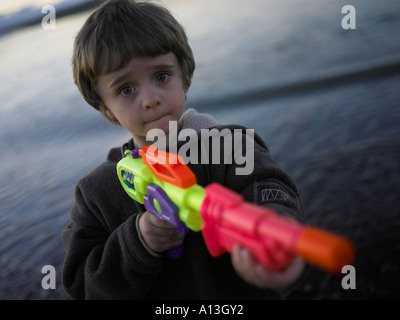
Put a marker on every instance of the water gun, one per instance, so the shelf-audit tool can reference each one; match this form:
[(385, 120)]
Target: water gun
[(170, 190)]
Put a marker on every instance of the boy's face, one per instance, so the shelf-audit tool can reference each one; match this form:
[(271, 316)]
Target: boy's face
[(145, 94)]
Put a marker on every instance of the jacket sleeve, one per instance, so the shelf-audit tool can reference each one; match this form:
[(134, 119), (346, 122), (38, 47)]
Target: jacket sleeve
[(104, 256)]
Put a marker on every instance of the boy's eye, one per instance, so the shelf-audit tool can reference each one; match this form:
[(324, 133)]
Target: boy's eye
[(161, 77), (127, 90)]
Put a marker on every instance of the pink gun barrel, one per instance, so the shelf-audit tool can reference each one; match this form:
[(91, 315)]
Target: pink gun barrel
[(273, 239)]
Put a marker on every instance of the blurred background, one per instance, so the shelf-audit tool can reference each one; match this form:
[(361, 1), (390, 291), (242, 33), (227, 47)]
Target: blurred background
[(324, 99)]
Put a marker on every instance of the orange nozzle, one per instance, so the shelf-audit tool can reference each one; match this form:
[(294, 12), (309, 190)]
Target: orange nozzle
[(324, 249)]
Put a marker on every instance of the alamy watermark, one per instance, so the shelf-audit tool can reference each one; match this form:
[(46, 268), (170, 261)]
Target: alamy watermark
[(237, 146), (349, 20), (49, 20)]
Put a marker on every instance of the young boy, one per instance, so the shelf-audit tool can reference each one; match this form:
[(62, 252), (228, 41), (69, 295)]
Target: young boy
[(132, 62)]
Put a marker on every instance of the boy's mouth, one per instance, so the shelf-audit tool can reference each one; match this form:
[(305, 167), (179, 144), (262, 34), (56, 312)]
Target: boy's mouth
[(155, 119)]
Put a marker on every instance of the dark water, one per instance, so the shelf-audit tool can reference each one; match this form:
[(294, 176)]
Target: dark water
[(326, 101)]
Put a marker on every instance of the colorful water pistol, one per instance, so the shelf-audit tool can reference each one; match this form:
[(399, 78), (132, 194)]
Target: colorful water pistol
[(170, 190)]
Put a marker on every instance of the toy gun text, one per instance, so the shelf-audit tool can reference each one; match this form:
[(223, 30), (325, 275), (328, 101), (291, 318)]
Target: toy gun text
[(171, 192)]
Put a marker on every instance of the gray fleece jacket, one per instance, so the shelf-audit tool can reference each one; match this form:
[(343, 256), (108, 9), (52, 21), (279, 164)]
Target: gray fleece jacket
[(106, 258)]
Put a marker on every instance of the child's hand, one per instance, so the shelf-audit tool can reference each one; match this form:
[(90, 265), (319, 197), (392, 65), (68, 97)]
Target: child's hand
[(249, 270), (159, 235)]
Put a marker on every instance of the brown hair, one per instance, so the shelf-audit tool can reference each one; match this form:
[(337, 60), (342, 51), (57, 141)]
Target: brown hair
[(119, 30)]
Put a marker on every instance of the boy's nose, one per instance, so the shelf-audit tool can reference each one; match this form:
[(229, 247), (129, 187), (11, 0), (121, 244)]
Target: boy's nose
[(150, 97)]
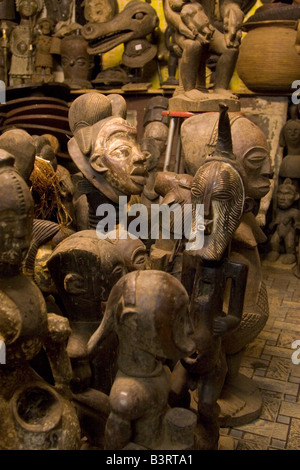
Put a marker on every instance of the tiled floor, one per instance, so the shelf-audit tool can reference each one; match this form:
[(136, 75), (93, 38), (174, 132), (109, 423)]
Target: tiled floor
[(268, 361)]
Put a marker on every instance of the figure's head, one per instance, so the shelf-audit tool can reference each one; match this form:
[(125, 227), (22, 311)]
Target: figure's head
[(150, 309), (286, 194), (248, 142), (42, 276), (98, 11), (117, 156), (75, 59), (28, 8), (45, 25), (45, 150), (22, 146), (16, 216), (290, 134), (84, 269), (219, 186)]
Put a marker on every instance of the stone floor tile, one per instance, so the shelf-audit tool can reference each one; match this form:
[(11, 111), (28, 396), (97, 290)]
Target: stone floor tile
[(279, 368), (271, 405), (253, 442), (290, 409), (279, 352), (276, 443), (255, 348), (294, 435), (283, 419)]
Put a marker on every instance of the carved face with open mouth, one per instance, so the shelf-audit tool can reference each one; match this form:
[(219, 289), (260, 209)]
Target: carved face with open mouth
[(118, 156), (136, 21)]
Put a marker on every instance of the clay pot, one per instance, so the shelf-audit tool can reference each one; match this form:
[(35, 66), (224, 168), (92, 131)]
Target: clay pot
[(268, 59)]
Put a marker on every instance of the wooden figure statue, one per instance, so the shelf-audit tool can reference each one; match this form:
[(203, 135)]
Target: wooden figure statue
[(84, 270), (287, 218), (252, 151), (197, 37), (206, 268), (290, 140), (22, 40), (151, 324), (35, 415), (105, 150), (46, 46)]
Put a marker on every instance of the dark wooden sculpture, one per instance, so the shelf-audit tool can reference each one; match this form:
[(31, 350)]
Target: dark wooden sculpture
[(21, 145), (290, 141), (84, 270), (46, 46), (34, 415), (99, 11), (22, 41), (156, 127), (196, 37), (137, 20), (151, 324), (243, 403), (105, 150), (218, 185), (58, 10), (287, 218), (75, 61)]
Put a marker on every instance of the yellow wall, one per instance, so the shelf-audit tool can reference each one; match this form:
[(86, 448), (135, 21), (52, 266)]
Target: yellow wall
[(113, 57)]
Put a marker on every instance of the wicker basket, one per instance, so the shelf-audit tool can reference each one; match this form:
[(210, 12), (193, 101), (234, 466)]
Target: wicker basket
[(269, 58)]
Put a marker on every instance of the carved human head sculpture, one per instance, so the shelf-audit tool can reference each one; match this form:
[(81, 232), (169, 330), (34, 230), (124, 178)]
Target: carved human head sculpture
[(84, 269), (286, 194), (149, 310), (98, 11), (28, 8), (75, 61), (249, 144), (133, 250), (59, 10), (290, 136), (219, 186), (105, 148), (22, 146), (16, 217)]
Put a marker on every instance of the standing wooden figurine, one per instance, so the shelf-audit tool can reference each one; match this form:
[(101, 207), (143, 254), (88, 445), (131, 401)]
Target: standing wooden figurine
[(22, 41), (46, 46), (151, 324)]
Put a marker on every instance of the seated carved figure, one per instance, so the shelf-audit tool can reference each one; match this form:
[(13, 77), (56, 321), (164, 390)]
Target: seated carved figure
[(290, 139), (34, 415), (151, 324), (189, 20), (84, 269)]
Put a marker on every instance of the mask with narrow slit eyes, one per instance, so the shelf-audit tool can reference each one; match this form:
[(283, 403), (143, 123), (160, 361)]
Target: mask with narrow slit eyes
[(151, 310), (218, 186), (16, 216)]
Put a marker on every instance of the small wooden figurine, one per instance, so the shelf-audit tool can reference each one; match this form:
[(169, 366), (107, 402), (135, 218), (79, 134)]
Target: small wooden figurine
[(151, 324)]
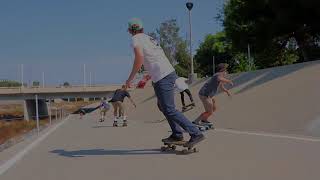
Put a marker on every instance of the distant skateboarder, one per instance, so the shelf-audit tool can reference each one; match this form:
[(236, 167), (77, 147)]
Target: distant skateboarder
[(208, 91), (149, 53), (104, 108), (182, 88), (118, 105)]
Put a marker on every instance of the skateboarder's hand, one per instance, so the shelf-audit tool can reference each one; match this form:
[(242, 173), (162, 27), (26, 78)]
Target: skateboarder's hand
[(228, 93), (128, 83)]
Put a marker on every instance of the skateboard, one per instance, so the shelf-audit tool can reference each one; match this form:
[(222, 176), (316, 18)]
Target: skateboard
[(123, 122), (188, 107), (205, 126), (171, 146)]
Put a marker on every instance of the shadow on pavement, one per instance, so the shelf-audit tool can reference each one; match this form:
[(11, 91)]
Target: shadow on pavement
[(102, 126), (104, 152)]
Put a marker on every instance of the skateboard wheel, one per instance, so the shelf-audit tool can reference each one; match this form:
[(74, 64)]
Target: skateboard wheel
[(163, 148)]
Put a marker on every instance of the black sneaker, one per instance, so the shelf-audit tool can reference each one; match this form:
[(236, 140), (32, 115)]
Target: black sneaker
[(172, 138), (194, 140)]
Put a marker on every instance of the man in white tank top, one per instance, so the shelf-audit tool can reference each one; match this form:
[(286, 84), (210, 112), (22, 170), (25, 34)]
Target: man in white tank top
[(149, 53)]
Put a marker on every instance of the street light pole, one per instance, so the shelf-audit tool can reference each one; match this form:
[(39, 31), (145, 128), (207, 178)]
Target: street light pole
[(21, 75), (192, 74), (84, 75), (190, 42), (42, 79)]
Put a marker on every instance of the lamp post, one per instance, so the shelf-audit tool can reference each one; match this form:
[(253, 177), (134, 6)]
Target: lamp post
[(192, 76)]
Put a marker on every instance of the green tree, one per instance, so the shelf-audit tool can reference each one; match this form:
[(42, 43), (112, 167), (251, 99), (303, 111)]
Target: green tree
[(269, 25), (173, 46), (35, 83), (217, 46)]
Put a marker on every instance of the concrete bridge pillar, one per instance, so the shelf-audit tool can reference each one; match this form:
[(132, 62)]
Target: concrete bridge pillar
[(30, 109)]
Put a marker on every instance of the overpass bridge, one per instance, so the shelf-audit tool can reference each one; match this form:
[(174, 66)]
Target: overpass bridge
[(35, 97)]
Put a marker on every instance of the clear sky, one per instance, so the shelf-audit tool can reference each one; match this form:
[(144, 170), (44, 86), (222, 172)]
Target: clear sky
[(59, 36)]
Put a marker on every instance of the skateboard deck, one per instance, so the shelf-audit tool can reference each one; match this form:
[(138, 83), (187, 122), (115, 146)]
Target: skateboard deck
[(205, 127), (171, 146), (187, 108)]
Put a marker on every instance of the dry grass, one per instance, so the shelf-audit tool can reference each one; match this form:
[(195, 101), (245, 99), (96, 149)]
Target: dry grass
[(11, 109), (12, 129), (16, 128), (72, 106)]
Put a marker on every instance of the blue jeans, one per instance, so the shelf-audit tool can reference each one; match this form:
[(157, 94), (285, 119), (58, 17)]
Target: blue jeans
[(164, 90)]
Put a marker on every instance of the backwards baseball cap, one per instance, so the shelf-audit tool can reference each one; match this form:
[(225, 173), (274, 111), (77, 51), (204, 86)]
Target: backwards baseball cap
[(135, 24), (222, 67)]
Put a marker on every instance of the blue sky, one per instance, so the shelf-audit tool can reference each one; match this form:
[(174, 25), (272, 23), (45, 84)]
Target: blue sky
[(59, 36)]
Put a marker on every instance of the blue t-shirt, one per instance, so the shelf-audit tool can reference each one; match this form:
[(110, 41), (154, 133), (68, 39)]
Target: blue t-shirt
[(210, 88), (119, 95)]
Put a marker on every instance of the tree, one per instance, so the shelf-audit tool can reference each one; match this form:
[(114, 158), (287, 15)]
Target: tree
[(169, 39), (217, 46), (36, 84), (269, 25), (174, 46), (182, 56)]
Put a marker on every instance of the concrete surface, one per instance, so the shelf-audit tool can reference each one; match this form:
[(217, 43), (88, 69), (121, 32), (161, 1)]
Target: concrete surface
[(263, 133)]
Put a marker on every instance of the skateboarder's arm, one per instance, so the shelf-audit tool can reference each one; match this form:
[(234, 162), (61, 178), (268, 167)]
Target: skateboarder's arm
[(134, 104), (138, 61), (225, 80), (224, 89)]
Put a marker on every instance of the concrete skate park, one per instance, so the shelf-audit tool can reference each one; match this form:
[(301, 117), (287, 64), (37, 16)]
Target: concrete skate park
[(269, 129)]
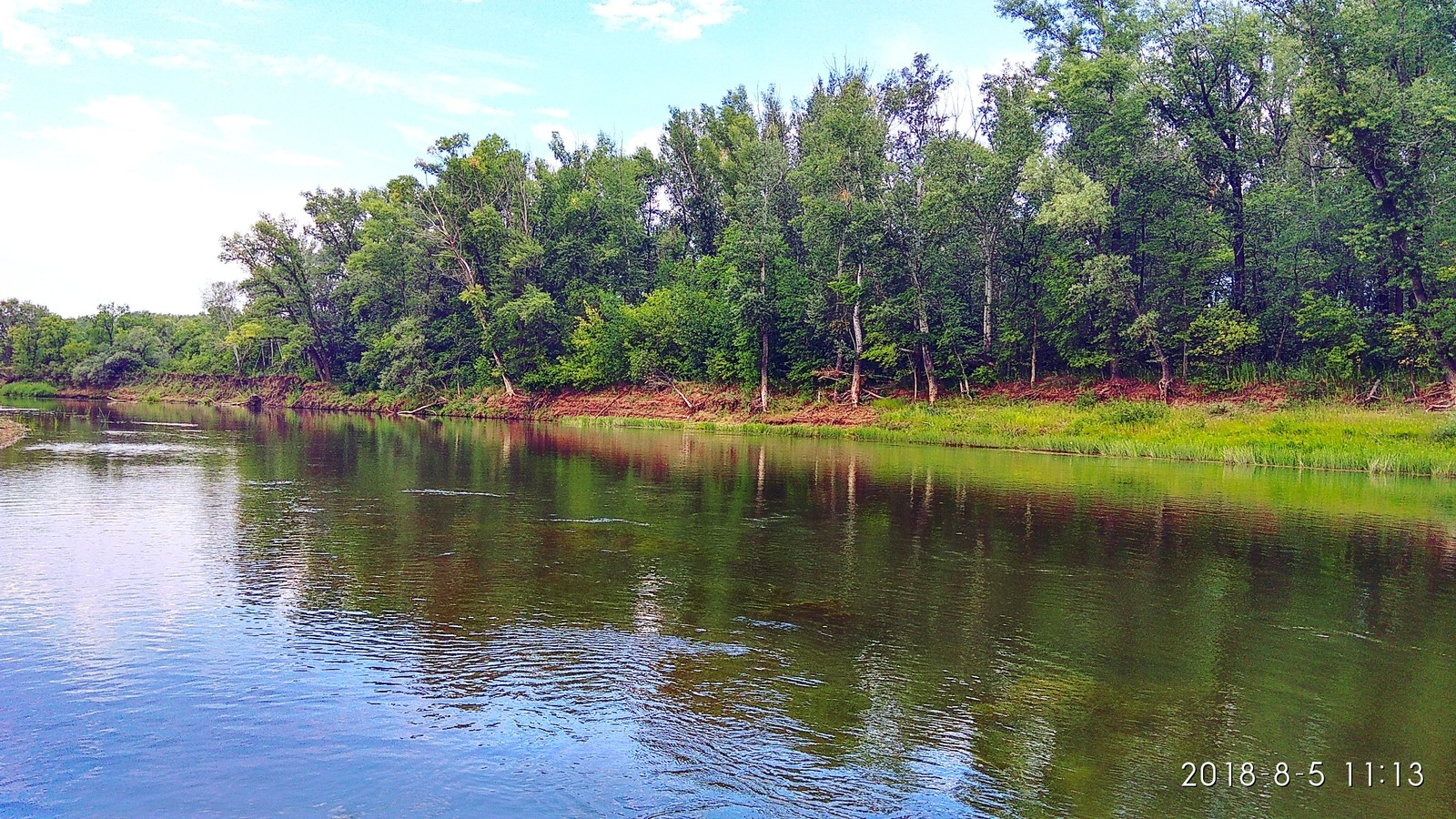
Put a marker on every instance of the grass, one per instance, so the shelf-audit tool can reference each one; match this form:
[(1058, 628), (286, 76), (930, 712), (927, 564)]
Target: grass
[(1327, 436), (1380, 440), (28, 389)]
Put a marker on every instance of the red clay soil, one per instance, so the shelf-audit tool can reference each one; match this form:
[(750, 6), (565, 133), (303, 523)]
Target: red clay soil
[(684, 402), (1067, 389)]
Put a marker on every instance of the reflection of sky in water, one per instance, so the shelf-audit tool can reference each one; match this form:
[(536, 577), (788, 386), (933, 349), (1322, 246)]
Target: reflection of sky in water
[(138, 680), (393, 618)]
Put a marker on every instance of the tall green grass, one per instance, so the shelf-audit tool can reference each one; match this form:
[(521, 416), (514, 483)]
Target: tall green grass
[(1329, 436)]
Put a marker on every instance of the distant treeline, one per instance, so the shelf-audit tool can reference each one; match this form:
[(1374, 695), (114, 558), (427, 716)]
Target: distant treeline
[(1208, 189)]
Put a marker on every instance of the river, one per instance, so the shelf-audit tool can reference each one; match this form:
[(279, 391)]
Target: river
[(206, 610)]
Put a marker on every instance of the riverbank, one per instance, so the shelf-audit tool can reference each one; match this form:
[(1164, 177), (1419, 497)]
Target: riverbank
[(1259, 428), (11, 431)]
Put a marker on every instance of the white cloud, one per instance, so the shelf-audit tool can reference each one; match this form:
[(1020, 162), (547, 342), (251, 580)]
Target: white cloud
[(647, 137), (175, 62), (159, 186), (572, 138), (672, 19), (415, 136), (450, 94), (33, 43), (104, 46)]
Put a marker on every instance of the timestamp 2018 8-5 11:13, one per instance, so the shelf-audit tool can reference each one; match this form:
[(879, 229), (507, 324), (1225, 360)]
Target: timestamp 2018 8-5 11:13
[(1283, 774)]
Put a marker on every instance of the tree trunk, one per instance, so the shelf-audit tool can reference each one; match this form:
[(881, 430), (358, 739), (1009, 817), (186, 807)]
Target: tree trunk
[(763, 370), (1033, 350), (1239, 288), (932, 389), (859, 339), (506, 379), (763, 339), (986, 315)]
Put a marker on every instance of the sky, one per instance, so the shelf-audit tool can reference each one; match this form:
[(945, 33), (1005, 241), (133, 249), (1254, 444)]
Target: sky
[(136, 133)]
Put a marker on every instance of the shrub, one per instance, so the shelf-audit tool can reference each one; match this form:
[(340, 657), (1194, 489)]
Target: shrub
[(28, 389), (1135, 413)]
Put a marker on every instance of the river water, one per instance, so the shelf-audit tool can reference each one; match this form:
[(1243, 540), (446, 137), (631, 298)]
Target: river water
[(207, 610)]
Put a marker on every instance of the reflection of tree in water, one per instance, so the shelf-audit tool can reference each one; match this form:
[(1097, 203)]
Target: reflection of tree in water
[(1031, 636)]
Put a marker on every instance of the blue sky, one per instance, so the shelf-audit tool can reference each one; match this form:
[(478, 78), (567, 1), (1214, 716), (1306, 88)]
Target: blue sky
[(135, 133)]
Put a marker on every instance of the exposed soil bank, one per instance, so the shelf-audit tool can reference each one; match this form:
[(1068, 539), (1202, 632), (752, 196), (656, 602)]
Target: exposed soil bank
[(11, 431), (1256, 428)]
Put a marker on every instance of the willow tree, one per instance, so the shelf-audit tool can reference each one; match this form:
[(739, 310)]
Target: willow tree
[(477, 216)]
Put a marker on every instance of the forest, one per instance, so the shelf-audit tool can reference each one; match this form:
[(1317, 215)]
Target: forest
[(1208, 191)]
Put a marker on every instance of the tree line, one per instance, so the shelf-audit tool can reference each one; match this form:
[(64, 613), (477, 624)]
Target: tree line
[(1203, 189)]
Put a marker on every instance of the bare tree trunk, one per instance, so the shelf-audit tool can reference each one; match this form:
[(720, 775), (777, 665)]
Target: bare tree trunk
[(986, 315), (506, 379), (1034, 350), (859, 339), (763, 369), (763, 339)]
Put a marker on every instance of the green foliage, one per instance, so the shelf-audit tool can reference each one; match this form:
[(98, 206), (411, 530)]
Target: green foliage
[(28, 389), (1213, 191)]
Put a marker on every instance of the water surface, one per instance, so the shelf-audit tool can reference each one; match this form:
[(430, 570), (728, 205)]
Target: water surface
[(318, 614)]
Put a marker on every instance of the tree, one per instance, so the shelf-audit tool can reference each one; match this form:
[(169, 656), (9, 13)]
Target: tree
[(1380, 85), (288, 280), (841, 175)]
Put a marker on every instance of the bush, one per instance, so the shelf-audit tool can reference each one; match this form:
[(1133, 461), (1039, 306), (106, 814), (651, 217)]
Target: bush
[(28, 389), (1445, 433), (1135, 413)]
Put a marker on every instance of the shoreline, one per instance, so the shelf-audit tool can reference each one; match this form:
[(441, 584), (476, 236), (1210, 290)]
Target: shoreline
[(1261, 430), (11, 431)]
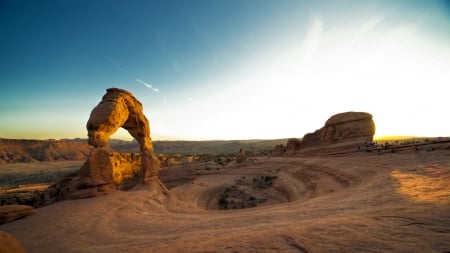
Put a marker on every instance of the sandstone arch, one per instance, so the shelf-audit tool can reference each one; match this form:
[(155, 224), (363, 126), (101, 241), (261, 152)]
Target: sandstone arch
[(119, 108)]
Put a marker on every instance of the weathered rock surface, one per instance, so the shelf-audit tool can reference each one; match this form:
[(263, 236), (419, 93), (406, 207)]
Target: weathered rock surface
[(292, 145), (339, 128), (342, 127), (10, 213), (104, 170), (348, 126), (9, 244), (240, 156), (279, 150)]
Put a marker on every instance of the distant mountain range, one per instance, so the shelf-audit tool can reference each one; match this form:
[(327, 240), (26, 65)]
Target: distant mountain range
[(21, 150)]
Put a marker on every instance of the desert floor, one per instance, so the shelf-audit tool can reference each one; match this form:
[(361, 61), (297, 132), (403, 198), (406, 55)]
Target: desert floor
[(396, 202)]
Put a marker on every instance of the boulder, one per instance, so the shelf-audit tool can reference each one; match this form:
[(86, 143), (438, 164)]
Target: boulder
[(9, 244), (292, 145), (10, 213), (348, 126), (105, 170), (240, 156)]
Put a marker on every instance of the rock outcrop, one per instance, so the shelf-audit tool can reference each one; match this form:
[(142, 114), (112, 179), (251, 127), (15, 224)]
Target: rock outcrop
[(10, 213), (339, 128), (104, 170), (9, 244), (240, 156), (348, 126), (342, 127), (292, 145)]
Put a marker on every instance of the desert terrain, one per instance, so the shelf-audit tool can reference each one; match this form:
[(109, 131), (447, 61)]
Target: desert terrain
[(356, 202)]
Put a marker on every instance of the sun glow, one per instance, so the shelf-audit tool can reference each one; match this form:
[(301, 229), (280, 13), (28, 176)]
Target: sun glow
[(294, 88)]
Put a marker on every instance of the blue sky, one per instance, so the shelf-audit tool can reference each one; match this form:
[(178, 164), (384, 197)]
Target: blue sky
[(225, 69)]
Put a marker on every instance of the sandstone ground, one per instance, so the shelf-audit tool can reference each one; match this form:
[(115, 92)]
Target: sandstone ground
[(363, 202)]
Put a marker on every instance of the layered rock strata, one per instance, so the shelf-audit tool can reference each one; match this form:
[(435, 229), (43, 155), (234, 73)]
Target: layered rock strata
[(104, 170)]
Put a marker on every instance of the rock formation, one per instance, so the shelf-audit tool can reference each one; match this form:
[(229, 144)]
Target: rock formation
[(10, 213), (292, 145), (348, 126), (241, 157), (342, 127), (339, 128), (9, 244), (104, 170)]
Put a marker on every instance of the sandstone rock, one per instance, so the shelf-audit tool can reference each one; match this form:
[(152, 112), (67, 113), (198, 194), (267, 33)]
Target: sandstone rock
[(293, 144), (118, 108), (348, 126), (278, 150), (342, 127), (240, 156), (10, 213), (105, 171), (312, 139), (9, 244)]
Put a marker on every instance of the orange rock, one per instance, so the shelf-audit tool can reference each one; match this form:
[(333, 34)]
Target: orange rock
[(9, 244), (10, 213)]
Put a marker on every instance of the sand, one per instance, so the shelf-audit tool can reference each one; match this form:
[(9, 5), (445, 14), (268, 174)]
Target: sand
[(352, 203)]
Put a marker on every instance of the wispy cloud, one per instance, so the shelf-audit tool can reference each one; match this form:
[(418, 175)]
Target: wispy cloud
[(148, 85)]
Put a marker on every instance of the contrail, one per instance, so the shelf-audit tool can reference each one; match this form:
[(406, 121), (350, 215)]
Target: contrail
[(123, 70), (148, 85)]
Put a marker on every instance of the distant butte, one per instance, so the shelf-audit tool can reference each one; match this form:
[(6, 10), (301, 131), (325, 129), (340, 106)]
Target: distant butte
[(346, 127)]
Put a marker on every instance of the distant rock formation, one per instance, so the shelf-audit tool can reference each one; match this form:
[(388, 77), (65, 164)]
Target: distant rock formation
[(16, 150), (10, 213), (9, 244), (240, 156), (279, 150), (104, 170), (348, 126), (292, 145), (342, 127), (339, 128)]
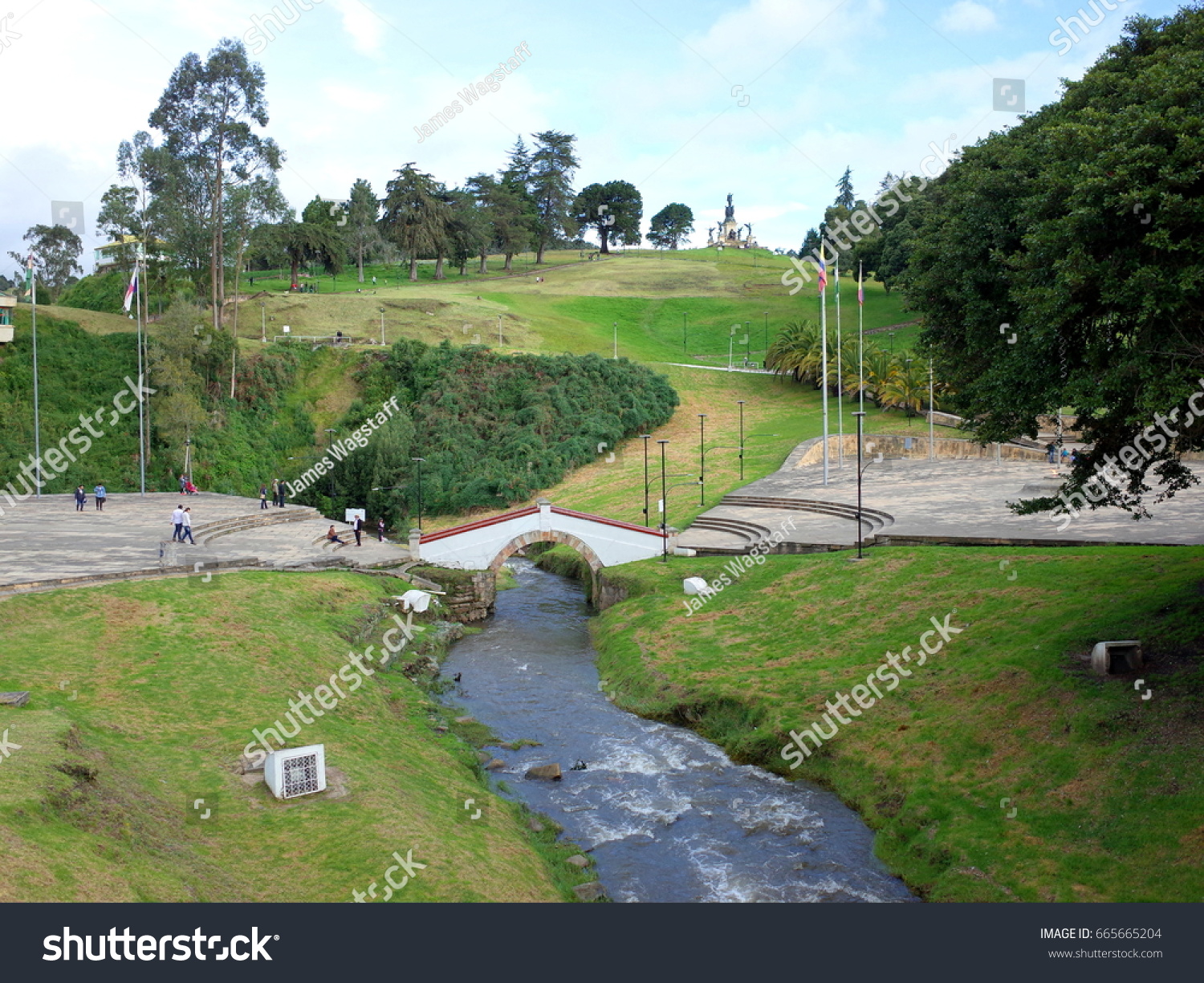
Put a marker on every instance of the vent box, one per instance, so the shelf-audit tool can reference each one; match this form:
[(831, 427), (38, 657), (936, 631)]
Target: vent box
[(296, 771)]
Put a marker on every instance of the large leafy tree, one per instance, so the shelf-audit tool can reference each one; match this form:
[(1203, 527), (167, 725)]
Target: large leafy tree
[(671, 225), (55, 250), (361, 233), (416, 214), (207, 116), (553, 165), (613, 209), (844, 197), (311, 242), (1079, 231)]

◆ ◆ ◆ ◆ ◆

Render the rows above, from the line containing "Put a marker on every instance of the river, one" through the line containing "[(206, 610)]", as a JSON list of strings with one string per line and blank lines left out.

= Exercise answer =
[
  "Put a marker on every instance of the river, one per instance, so the shelf-audit tool can reference each one; match this form:",
  "[(279, 391)]",
  "Target: river",
  "[(206, 610)]"
]